Her desk overlooked Marlborough Street and was, in turn, overlooked by a dour marble bust of Charles W. Eliot, perpetually adorned with natty seasonal accessories: knitted mufflers, straw hats, aviator shades, Christmas lights. Visiting luminaries and Pulitzer Prize winners were brought up short by the sight of our jaunty mascot: what was with the sunglasses? Did we not take ourselves seriously here at The Atlantic (Monthly)? Did we not have a grand and glorious tradition to uphold?
Well, yes...but. There was room at the magazine for other things, too, matters of equal concern to the souls treading the planks of the storied halls: friendship and romance, empathy and merriment, holiday parties, birthday lunches, fashion consultations, advice for the lovelorn, consolation.
For 30 years, Avril Cornel was The Atlantic's string of glittering lights. From desks on Marlborough, Boylston, and Washington Streets, close at hand to editors Robert Manning, William Whitworth, Michael Kelly, and Cullen Murphy, Avril saw to it that the joys and sorrows of the moment were not crowded out by the drive toward the future or the weight of the past.
Thirty years. At the beginning of which, everybody smoked at their desks, used carbon paper in their typewriters, went home at six or seven at the latest, and spent hours every day walking around to other people's offices, picking things up and dropping them off, chatting about work and just about everything else. And at the end of which, there weren't too many offices to walk to, writers and editors alike working by email at all hours of day and night, hundreds if not thousands of miles away from the bust of Charles W. Eliot. Not smoking, of course. And not having two-hour birthday lunches. Avril haunted Filene's Basement, now a hole in the ground. She bought shoes. She endured with grim wit the cancer that nearly took her life, twice. She didn't live for her work. She lived for her husband and family and friends, for time in New Hampshire, in Florida, on the boat, in England. In between, she planned parties, advised fretful authors, tracked down checks, swept up the lonely, counseled the drifting, and generally functioned as the living, beating heart of The Atlantic. She will be missed.

** Activity A **
Which store did Avril Cornel often visit, according to the tribute to her?
** Activity B **
Write out the tribute to Avril Cornel word for word, from "Her desk overlooked" to "the lovelorn, consolation.".
The data that follows isn't needed for anything here.

** Data extract **
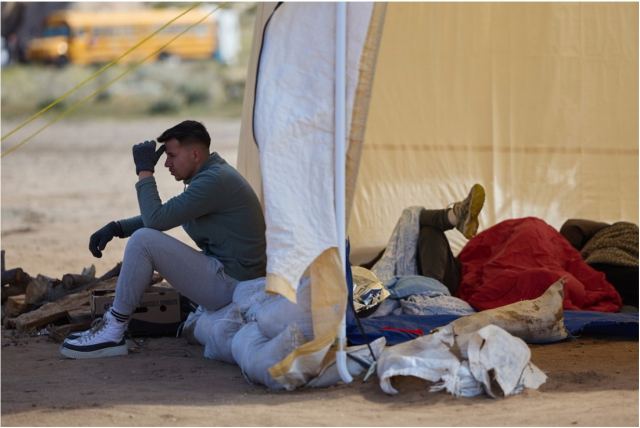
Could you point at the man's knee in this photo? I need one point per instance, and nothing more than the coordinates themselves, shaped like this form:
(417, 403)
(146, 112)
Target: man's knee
(144, 236)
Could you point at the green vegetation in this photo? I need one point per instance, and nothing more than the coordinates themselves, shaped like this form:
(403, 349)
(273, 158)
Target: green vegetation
(155, 88)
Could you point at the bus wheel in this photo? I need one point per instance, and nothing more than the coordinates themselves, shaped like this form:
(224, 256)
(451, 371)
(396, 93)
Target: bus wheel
(61, 61)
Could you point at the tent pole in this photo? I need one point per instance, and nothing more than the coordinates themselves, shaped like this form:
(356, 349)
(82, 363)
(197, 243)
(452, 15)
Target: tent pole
(340, 167)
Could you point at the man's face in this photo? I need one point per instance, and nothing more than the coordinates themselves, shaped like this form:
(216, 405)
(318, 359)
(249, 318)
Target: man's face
(181, 160)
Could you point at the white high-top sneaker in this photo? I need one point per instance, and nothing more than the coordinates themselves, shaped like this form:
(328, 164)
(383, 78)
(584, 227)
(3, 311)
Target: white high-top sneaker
(106, 339)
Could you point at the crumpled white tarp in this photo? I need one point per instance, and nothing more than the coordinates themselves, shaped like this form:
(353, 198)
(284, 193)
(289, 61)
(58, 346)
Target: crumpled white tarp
(294, 128)
(399, 258)
(359, 360)
(255, 353)
(492, 354)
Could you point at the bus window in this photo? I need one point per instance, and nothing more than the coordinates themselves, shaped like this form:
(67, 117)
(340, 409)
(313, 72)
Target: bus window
(57, 31)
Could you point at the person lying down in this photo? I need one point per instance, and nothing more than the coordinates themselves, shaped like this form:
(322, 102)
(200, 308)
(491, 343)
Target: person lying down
(516, 259)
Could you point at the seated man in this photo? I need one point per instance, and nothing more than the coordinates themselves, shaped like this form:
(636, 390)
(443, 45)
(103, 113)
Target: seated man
(219, 211)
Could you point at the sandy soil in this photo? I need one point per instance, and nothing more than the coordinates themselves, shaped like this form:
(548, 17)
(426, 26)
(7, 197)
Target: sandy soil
(76, 177)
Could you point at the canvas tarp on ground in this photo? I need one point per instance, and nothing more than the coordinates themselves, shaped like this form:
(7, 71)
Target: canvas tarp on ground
(536, 101)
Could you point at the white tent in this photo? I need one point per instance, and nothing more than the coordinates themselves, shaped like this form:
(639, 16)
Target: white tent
(536, 101)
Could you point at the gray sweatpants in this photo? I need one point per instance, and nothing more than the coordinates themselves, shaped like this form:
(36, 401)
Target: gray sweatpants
(199, 277)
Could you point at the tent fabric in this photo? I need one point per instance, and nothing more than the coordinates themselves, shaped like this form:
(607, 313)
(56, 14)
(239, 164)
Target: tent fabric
(518, 259)
(293, 122)
(536, 101)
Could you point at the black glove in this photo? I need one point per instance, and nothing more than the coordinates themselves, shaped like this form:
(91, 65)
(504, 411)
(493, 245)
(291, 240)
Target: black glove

** Worked solution A **
Filene's Basement

** Worked solution B **
Her desk overlooked Marlborough Street and was, in turn, overlooked by a dour marble bust of Charles W. Eliot, perpetually adorned with natty seasonal accessories: knitted mufflers, straw hats, aviator shades, Christmas lights. Visiting luminaries and Pulitzer Prize winners were brought up short by the sight of our jaunty mascot: what was with the sunglasses? Did we not take ourselves seriously here at The Atlantic (Monthly)? Did we not have a grand and glorious tradition to uphold?
Well, yes...but. There was room at the magazine for other things, too, matters of equal concern to the souls treading the planks of the storied halls: friendship and romance, empathy and merriment, holiday parties, birthday lunches, fashion consultations, advice for the lovelorn, consolation.